_Exercise details_: Please pick out every line in the entries that contains the word "blurred" and copy each one. Letter case must match.

_Provided data_:
^^^^
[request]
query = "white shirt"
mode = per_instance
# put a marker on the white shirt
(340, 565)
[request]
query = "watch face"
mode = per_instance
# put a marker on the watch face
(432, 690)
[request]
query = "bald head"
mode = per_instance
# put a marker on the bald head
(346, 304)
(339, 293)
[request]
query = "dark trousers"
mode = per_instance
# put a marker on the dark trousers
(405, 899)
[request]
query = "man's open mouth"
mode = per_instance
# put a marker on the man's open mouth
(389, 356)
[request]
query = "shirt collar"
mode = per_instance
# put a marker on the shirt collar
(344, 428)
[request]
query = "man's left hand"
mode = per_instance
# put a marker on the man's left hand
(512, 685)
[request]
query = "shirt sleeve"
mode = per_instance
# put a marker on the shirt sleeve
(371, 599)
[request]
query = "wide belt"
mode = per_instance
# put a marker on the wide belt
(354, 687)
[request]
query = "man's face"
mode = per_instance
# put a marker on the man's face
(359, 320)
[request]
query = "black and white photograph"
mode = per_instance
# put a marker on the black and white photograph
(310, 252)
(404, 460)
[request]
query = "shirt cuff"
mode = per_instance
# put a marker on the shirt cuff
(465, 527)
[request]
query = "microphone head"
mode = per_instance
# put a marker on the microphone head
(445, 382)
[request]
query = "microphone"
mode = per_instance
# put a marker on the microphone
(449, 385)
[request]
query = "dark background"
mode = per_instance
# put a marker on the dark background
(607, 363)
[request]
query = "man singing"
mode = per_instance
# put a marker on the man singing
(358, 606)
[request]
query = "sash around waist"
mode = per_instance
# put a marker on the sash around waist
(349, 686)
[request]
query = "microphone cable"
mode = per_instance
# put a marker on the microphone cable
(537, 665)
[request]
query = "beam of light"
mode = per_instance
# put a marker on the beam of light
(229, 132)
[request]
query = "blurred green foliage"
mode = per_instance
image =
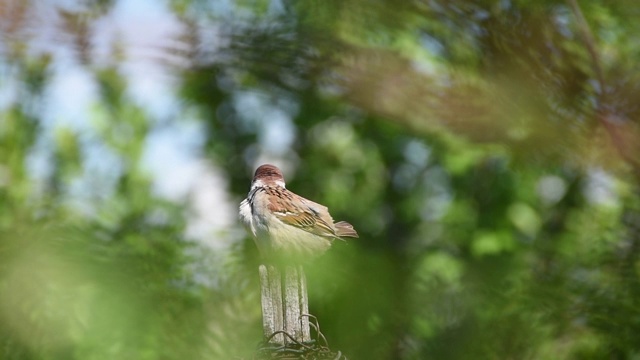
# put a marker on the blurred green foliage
(487, 158)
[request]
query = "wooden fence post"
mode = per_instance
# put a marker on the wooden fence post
(284, 303)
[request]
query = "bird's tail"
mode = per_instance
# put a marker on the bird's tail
(344, 229)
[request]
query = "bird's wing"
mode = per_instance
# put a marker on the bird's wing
(303, 214)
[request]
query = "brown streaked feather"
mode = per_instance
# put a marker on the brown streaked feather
(310, 217)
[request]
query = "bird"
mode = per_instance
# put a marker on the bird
(286, 224)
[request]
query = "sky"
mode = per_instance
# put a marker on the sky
(147, 33)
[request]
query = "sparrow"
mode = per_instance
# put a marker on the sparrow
(284, 223)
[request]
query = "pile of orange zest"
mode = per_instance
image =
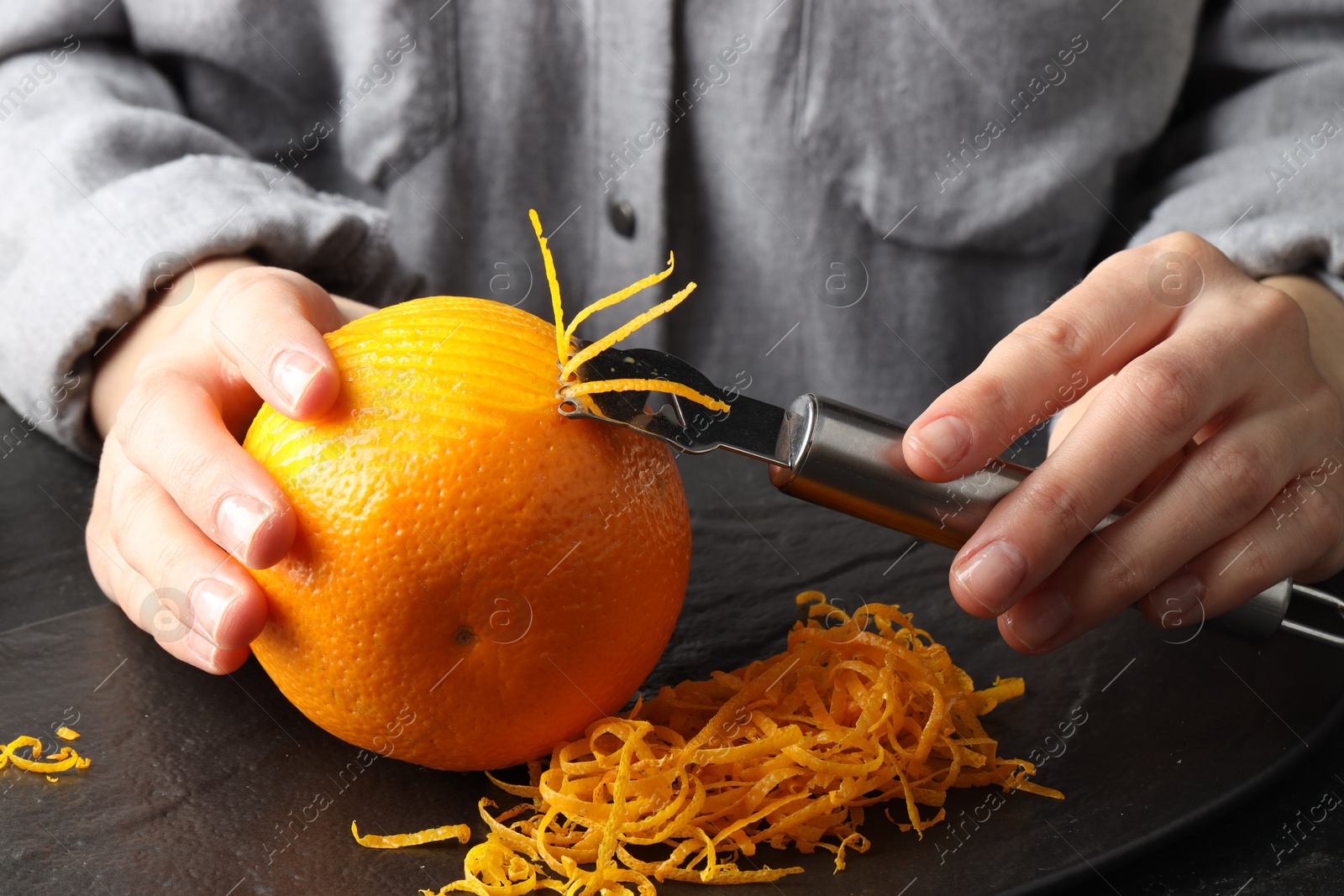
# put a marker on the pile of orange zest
(463, 833)
(64, 759)
(564, 335)
(788, 752)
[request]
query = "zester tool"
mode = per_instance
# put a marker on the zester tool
(848, 459)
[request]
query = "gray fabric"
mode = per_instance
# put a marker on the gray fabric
(945, 167)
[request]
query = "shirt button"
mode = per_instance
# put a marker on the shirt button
(622, 215)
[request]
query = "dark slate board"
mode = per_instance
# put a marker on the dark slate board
(213, 785)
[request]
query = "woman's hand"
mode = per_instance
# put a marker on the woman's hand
(1223, 416)
(181, 508)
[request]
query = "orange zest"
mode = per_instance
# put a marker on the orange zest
(788, 752)
(569, 364)
(461, 833)
(64, 759)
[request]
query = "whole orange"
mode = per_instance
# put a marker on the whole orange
(476, 577)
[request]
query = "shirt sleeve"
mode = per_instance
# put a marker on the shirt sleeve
(111, 186)
(1254, 157)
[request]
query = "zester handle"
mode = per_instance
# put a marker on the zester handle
(851, 461)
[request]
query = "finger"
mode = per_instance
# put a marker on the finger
(269, 324)
(171, 430)
(1297, 531)
(222, 602)
(1220, 488)
(165, 614)
(1159, 402)
(1289, 535)
(1050, 360)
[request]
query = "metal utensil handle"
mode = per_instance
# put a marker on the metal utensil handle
(851, 461)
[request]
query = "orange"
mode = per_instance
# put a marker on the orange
(476, 577)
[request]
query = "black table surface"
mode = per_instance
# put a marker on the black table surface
(1265, 842)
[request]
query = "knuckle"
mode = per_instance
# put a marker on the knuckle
(141, 416)
(1166, 391)
(192, 477)
(1256, 564)
(1241, 473)
(1057, 338)
(1182, 241)
(132, 501)
(1268, 311)
(1326, 519)
(1053, 506)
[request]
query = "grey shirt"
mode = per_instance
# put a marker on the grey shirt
(869, 194)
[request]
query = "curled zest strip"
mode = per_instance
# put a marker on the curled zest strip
(860, 710)
(564, 333)
(64, 759)
(396, 841)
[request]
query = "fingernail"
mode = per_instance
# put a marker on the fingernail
(992, 575)
(945, 439)
(1175, 598)
(1039, 617)
(210, 598)
(292, 374)
(239, 517)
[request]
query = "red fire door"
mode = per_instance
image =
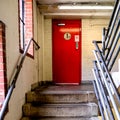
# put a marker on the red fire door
(66, 51)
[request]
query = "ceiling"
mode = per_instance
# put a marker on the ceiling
(49, 8)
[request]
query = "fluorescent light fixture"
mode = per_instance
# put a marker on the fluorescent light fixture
(61, 24)
(85, 7)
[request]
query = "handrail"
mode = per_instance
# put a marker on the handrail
(106, 56)
(102, 89)
(112, 22)
(12, 86)
(105, 68)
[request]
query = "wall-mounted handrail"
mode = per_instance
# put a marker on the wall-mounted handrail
(106, 82)
(114, 59)
(106, 56)
(12, 86)
(112, 23)
(102, 89)
(105, 68)
(113, 43)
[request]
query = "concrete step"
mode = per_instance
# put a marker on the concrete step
(62, 94)
(83, 96)
(61, 110)
(63, 118)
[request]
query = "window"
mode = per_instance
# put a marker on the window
(26, 24)
(3, 66)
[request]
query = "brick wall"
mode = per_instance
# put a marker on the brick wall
(3, 72)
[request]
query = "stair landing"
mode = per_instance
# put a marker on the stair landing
(61, 102)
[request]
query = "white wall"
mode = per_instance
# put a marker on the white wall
(91, 30)
(28, 74)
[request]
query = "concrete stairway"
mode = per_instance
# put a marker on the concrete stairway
(61, 103)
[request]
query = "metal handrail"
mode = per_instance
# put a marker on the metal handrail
(106, 82)
(12, 86)
(104, 66)
(102, 89)
(112, 22)
(106, 56)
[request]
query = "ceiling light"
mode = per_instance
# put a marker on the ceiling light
(85, 7)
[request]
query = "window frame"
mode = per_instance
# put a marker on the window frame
(23, 29)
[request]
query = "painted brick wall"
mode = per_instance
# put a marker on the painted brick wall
(3, 72)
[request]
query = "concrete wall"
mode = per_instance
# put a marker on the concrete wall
(28, 74)
(91, 30)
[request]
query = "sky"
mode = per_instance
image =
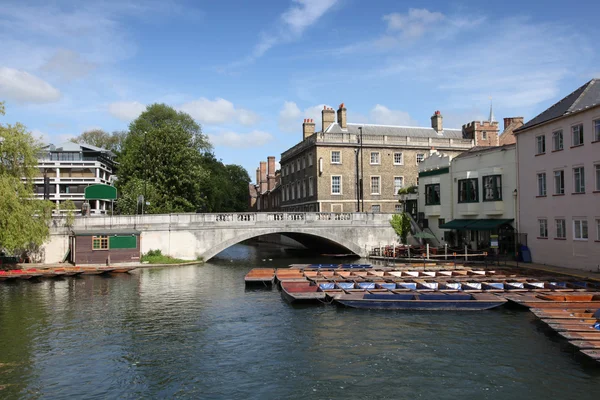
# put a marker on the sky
(250, 72)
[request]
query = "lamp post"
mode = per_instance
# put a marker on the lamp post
(362, 196)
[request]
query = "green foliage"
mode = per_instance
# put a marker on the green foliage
(226, 189)
(163, 149)
(100, 138)
(401, 225)
(156, 257)
(23, 220)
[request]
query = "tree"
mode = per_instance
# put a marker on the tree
(23, 220)
(102, 139)
(401, 225)
(163, 149)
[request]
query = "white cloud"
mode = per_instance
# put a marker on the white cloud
(218, 111)
(240, 140)
(384, 116)
(68, 65)
(126, 110)
(414, 23)
(23, 87)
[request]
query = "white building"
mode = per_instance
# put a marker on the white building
(71, 167)
(559, 181)
(467, 199)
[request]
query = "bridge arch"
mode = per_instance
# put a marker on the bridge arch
(218, 247)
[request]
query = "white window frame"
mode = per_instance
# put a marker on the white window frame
(339, 153)
(558, 142)
(540, 144)
(560, 224)
(541, 184)
(340, 185)
(401, 186)
(378, 179)
(577, 132)
(378, 158)
(559, 186)
(580, 180)
(580, 229)
(401, 158)
(543, 228)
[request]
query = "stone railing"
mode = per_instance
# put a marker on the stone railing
(226, 219)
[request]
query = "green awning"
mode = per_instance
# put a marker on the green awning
(457, 224)
(487, 224)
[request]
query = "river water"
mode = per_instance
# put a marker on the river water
(195, 332)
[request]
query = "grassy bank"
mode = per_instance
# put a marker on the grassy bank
(156, 257)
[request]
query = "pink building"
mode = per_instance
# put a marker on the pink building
(558, 158)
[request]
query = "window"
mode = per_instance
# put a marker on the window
(492, 188)
(540, 142)
(398, 183)
(336, 184)
(99, 242)
(559, 182)
(579, 179)
(557, 142)
(468, 191)
(580, 229)
(542, 184)
(398, 159)
(432, 194)
(375, 157)
(577, 132)
(336, 157)
(561, 228)
(375, 184)
(543, 225)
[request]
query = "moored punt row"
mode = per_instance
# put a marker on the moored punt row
(59, 272)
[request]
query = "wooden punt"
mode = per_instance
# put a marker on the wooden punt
(301, 292)
(260, 276)
(420, 301)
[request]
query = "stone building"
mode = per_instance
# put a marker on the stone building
(348, 167)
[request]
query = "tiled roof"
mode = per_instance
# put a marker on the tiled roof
(584, 97)
(390, 130)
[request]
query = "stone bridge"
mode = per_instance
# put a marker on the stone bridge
(189, 236)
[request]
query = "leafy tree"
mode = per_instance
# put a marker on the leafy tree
(401, 225)
(23, 220)
(164, 150)
(103, 139)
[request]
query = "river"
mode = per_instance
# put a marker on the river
(195, 332)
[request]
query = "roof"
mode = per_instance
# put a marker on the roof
(485, 149)
(391, 130)
(583, 98)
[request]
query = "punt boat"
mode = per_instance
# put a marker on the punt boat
(420, 301)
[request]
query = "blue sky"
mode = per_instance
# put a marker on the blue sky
(250, 72)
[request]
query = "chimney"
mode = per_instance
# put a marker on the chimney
(436, 122)
(327, 117)
(342, 116)
(308, 128)
(263, 176)
(510, 120)
(270, 173)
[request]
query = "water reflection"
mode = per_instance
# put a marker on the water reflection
^^^^
_Full answer_:
query = "blurred green foliage"
# put a marker on the blurred green foliage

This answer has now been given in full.